• _Exercise task_:
Identify every line in the entries below that contains the string "person" and copy each such line in full.

• _Supplied material_:
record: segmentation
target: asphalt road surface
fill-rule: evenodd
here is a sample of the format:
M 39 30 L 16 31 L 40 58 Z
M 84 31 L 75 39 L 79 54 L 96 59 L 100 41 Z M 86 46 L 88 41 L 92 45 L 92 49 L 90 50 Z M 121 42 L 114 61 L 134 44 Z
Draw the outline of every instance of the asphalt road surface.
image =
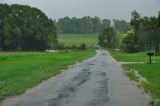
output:
M 149 97 L 129 80 L 106 51 L 70 66 L 1 106 L 149 106 Z

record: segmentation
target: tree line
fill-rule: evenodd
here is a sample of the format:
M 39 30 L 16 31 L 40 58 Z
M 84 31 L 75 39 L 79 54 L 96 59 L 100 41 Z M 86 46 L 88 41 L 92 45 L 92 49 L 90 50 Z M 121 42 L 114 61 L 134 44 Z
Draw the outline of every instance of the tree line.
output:
M 160 54 L 160 12 L 157 16 L 141 16 L 137 11 L 131 13 L 130 29 L 122 37 L 117 37 L 114 27 L 105 28 L 99 35 L 99 44 L 103 47 L 120 47 L 122 51 L 133 53 L 154 51 Z M 120 43 L 116 43 L 120 39 Z M 120 46 L 119 46 L 120 45 Z
M 64 17 L 60 18 L 56 22 L 58 33 L 99 33 L 102 32 L 103 29 L 109 27 L 113 22 L 115 29 L 119 32 L 126 32 L 130 25 L 128 22 L 124 20 L 116 20 L 113 21 L 109 19 L 101 20 L 99 17 L 90 17 L 85 16 L 82 18 L 70 18 Z
M 0 4 L 0 49 L 45 50 L 57 43 L 55 23 L 41 10 Z

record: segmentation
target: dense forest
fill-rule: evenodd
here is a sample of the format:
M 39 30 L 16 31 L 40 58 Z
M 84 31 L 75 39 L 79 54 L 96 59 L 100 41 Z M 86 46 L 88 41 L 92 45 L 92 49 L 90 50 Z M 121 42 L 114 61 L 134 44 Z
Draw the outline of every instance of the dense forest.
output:
M 0 49 L 45 50 L 56 45 L 56 26 L 41 10 L 0 4 Z
M 58 33 L 99 33 L 102 32 L 103 29 L 109 26 L 114 26 L 114 28 L 119 32 L 126 32 L 130 29 L 130 24 L 124 20 L 116 20 L 113 21 L 109 19 L 101 20 L 99 17 L 90 17 L 85 16 L 82 18 L 70 18 L 64 17 L 60 18 L 57 22 Z
M 109 26 L 99 35 L 99 44 L 102 47 L 133 53 L 139 51 L 154 51 L 160 55 L 160 12 L 158 16 L 141 16 L 137 11 L 131 13 L 131 29 L 117 38 L 116 27 Z M 119 40 L 119 43 L 116 43 Z M 120 46 L 119 46 L 120 45 Z

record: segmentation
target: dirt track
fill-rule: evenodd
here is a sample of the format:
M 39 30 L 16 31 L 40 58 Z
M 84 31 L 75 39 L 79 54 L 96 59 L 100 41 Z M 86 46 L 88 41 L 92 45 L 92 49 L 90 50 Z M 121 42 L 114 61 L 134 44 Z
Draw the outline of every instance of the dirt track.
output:
M 149 106 L 149 98 L 106 52 L 8 98 L 0 106 Z

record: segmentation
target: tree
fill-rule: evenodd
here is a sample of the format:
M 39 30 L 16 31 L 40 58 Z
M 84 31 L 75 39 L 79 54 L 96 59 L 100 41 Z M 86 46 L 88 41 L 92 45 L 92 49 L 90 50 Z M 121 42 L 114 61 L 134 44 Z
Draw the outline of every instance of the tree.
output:
M 113 19 L 114 28 L 121 33 L 125 33 L 130 29 L 129 23 L 124 20 Z
M 115 48 L 116 32 L 113 27 L 107 27 L 99 35 L 99 45 L 102 47 Z
M 57 45 L 56 27 L 41 10 L 0 4 L 0 48 L 45 50 Z

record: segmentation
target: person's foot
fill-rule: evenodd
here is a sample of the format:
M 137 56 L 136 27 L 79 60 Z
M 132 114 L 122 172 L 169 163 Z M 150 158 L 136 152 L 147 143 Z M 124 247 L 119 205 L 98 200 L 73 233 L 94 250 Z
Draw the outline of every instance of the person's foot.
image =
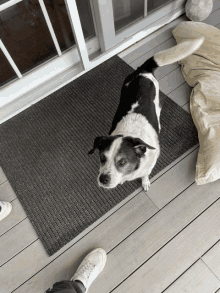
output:
M 0 201 L 0 221 L 6 218 L 12 210 L 10 202 Z
M 81 262 L 71 281 L 80 281 L 87 292 L 89 286 L 103 270 L 106 260 L 107 255 L 102 248 L 93 250 Z

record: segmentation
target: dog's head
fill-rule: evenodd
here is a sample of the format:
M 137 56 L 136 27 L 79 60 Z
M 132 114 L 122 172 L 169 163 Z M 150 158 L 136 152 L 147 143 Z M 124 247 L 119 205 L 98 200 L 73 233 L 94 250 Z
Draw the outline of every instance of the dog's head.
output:
M 104 188 L 114 188 L 124 183 L 127 175 L 140 166 L 147 149 L 154 149 L 139 138 L 122 135 L 96 137 L 89 154 L 99 150 L 100 172 L 98 184 Z

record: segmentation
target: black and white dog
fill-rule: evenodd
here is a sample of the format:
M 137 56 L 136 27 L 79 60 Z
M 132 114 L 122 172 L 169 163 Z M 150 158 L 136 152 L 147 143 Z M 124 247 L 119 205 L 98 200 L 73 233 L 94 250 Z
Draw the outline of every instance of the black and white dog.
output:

• _Finished task_:
target: person's foot
Draw the outline of every instance of the person's foot.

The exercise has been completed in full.